— To be done —
Turn the material from the line containing "Curation task — the grassy" down to the line containing "[0,0,1280,97]", both included, into a numbered list with no blank lines. Include nothing outside that range.

==*==

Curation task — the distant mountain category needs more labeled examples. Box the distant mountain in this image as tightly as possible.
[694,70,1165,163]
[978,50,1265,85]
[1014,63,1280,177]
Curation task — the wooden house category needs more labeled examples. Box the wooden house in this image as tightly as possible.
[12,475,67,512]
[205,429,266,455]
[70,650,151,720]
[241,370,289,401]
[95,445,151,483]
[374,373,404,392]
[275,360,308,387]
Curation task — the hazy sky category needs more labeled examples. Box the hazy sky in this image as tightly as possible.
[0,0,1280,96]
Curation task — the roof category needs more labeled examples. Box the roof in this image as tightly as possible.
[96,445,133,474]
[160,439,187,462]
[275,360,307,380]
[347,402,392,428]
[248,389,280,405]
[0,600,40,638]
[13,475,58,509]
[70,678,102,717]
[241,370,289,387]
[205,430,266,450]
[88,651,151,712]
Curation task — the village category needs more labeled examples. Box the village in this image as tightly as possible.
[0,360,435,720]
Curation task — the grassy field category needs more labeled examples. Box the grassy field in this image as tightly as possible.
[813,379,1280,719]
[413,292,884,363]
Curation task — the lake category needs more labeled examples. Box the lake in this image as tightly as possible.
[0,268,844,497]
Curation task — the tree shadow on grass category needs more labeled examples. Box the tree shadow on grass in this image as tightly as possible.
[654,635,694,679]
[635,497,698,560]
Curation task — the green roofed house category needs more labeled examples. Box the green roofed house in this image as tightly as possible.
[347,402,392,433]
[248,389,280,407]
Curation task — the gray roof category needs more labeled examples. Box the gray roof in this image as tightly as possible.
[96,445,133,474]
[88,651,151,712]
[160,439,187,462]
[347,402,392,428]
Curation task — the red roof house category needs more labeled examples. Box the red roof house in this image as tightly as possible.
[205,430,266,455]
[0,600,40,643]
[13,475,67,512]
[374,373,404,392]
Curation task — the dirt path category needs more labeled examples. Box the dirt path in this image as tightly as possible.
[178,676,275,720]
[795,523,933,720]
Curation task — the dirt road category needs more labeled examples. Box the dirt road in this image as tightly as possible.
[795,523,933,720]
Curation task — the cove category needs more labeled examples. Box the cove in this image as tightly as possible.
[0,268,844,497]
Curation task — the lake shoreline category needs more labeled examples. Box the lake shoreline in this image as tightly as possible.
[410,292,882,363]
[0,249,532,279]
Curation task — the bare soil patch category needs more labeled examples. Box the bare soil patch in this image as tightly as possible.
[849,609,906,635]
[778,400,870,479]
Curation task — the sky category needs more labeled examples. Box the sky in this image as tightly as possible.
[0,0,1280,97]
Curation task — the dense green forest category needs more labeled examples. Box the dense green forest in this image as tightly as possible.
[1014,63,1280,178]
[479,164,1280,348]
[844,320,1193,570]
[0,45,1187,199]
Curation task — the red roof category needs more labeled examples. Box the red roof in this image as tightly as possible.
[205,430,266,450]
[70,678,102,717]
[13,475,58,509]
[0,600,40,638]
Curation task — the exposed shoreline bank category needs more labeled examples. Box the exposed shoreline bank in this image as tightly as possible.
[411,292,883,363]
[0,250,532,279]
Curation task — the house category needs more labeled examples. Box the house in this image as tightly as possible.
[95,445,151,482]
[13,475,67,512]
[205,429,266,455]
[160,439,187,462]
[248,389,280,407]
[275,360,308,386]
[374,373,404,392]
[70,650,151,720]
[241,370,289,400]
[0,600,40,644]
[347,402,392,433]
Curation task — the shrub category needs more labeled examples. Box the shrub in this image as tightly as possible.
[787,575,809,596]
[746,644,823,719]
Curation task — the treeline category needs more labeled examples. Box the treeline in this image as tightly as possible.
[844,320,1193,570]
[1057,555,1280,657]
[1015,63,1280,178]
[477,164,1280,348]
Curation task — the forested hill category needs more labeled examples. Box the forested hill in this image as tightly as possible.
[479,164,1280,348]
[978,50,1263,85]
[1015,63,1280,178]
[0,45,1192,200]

==*==

— Correct answer —
1. Curation task — the grassy field category needs more labeled examples. Box the grassy field in this image as tightly as possible.
2. [813,379,1280,719]
3. [413,292,884,363]
4. Curation task — the lake category needs more labeled examples. Box the lake in this image as tightly as possible.
5. [0,268,844,497]
6. Curation task — the tree shadow on grass category needs more labeled examples. Box the tree shadow on grass in this image as tightly as possible.
7. [654,635,694,679]
8. [635,497,698,560]
9. Curation task — the green roofed house category needs more labeled examples. Box the green roofed house in this image as tightly as possible.
10. [347,402,392,433]
11. [248,389,280,407]
12. Curation task — the gray roof category needs more labeled examples. Box the gray roof in this image as tightly as possible.
13. [96,445,133,474]
14. [88,651,151,712]
15. [160,439,187,462]
16. [347,402,392,428]
17. Curation task — the red roof house category needs more labeled examples. Box the red roof house in this image as tightly as possible.
18. [205,430,266,455]
19. [0,600,40,643]
20. [13,475,67,512]
21. [374,373,404,392]
22. Curation task — the dirt path category needs more labeled examples. Box the dirt path in this image as tightly as possible.
23. [178,676,275,720]
24. [795,523,933,720]
25. Curation task — the dirt road category needs more labeled examples. Box the dirt road in this image as tightly as possible.
26. [795,523,933,720]
27. Curation task — the cove category needs more labeled examples. Box the cove in this image as tightly as possible.
28. [0,268,844,497]
29. Curation task — the lake shoreline category needs more labeled examples. Box the lake shoreline in this image as tightly as possible.
30. [410,292,882,363]
31. [0,249,532,279]
32. Curation task — the bare soil patch category needs more labeled examples. Box the bare soil patch in this image as tightly as possible.
33. [849,609,906,635]
34. [778,400,870,479]
35. Curation task — the sky category needs more labeled examples. Box the sky in this image as tightly as possible.
36. [0,0,1280,97]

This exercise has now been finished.